2014.08.04 開催 THEミソ帳倶楽部「中園健司とドラマ『東京が戦争になった日』」
ゲスト 篠原圭さん(NHK編成局 チーフプロデューサー)

シナリオ・センターでは、ライター志望の皆さんの“引き出し=ミソ帳”を増やすために、様々なジャンルの達人から“その達人たる根っこ=基本”をお聞きする公開講座「ミソ帳倶楽部 達人の根っこ」を実施しています。そのダイジェスト版を『月刊シナリオ教室』(今回は2014年11月号)よりご紹介。
今回のゲストは、NHKのコンテンツ開発センターのチーフプロデューサー・篠原圭さん。篠原さんは、2013年に急逝した出身ライター中園健司さんの遺作、NHKのスペシャルドラマ『東京が戦争になった日』(2014年3月15日にNHK総合にて放送)を担当されました。同作品は「第54回モンテカルロ・テレビ祭」にて「モナコ赤十字賞」を受賞。2014年8月15日に再放送されました。この作品をともに作った中園健司さんの脚本家としての姿勢・佇まいや、国外でも高く評価されたドラマ『東京が戦場になった日』について、お話いただきました。

3.11後に中園さん自らが企画提案

中園健司さんと私は、最初は『ルームシェアの女』というよるドラのコメディでご一緒して知り合いました。

脚本家と制作者としてガッチリ組んだのは、私がオリジナルで企画した土曜ドラマ『ジャッジ』が最初です。西島秀俊さん主演の、南の島の裁判官のお話です。制作は大阪放送局でした。

════════════════

#### 記述課題:
1/ 上の抜粋について、次の問いに答えてください。
(a) 中園健司さんの遺作となったスペシャルドラマは、いつどのチャンネルで放送されましたか?
(b) そのドラマはどの催しで何という賞を受けましたか?
(c) 土曜ドラマ『ジャッジ』の主演は誰で、制作はどこでしたか?
2/ 上の抜粋の「ゲスト 篠原圭さん(NHK編成局 チーフプロデューサー)」から「でご一緒して知り合いました。」までを、一字も変えずに書き写してください。
回答には上の抜粋に書かれた内容だけを使ってください。

════════════════

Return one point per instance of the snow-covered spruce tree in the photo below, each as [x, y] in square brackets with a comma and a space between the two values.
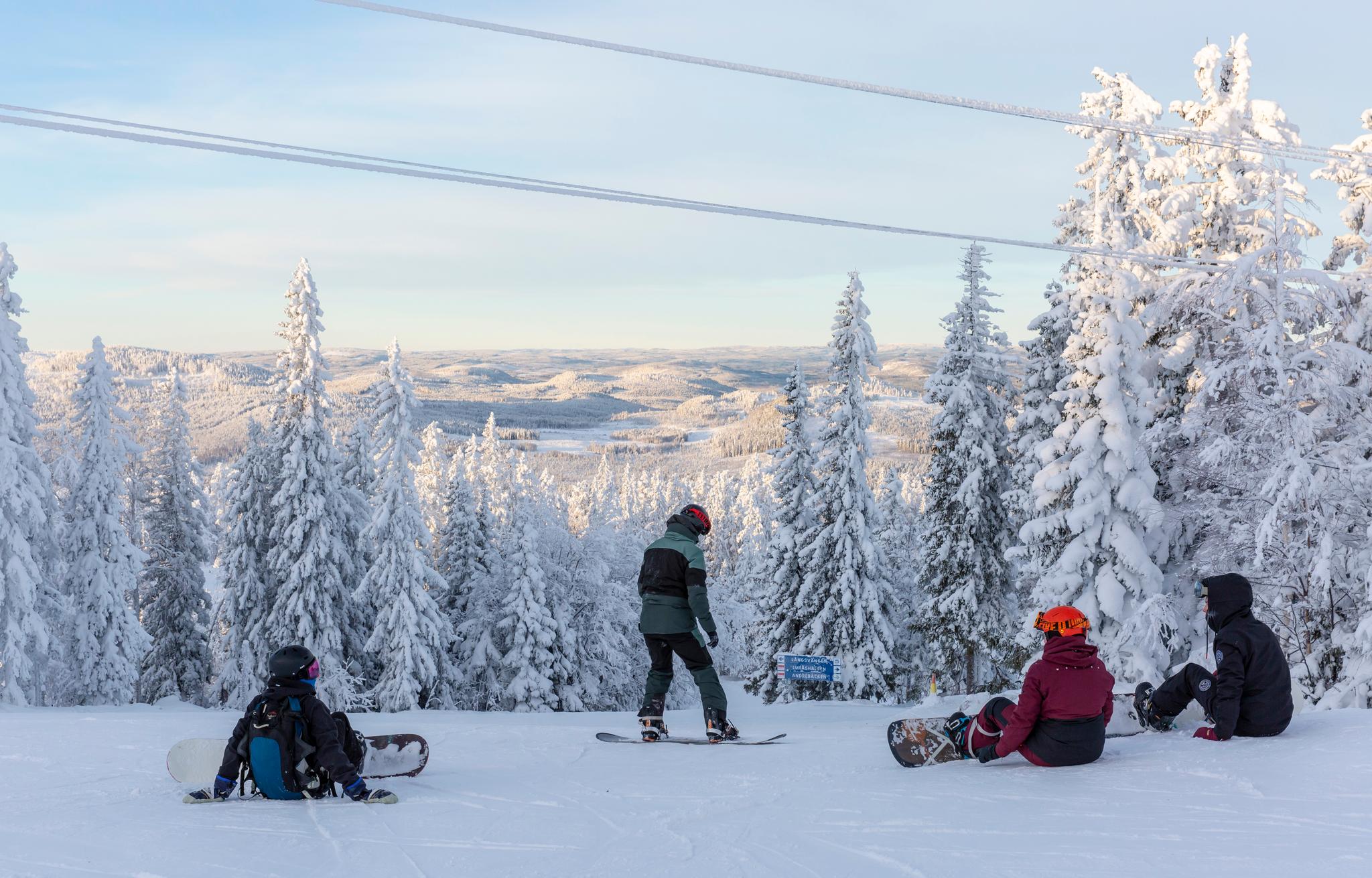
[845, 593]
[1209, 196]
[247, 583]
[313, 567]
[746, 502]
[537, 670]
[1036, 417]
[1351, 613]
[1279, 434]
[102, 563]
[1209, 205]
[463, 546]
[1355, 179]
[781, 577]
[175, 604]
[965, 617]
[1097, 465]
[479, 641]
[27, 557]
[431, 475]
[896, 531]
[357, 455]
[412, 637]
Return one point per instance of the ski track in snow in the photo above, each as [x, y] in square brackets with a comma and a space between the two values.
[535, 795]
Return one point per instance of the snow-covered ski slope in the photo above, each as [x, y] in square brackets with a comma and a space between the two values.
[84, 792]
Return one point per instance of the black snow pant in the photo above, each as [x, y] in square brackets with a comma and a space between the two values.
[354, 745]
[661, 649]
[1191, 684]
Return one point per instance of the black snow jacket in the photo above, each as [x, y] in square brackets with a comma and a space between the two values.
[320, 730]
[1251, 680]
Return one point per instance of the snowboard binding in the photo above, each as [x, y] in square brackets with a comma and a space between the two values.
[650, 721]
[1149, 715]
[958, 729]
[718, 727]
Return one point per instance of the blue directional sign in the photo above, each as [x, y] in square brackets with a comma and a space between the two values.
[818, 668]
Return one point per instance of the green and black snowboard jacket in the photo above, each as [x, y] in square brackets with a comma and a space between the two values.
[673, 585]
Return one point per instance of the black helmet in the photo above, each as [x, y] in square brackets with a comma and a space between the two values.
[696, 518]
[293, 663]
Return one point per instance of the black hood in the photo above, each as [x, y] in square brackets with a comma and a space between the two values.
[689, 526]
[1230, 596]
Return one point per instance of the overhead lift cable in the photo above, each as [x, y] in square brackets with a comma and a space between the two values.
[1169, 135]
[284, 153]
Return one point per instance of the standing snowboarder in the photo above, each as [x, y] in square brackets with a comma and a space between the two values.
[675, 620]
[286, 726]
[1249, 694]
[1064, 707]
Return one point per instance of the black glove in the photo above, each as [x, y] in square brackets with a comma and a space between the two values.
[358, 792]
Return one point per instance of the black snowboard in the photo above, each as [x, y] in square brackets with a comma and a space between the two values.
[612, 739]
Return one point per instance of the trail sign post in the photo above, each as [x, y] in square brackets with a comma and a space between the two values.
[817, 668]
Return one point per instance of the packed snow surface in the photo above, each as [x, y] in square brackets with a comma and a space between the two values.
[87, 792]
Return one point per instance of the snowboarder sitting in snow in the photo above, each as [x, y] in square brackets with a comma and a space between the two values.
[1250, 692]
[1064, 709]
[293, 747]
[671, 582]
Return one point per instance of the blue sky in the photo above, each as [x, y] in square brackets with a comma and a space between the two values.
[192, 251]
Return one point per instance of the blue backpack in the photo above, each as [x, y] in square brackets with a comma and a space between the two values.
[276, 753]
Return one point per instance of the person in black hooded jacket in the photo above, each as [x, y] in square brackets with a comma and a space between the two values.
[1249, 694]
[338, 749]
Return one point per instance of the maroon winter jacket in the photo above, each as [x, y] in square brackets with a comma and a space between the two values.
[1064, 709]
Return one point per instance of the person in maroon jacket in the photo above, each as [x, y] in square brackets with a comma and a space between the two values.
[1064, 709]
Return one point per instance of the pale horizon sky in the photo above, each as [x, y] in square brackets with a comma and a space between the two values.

════════════════

#### 記述解答:
1/
(a) 2014年3月15日、NHK総合
(b) 「第54回モンテカルロ・テレビ祭」で「モナコ赤十字賞」
(c) 主演は西島秀俊さん、制作は大阪放送局

2/
ゲスト 篠原圭さん(NHK編成局 チーフプロデューサー)

シナリオ・センターでは、ライター志望の皆さんの“引き出し=ミソ帳”を増やすために、様々なジャンルの達人から“その達人たる根っこ=基本”をお聞きする公開講座「ミソ帳倶楽部 達人の根っこ」を実施しています。そのダイジェスト版を『月刊シナリオ教室』(今回は2014年11月号)よりご紹介。
今回のゲストは、NHKのコンテンツ開発センターのチーフプロデューサー・篠原圭さん。篠原さんは、2013年に急逝した出身ライター中園健司さんの遺作、NHKのスペシャルドラマ『東京が戦争になった日』(2014年3月15日にNHK総合にて放送)を担当されました。同作品は「第54回モンテカルロ・テレビ祭」にて「モナコ赤十字賞」を受賞。2014年8月15日に再放送されました。この作品をともに作った中園健司さんの脚本家としての姿勢・佇まいや、国外でも高く評価されたドラマ『東京が戦場になった日』について、お話いただきました。

3.11後に中園さん自らが企画提案

中園健司さんと私は、最初は『ルームシェアの女』というよるドラのコメディでご一緒して知り合いました。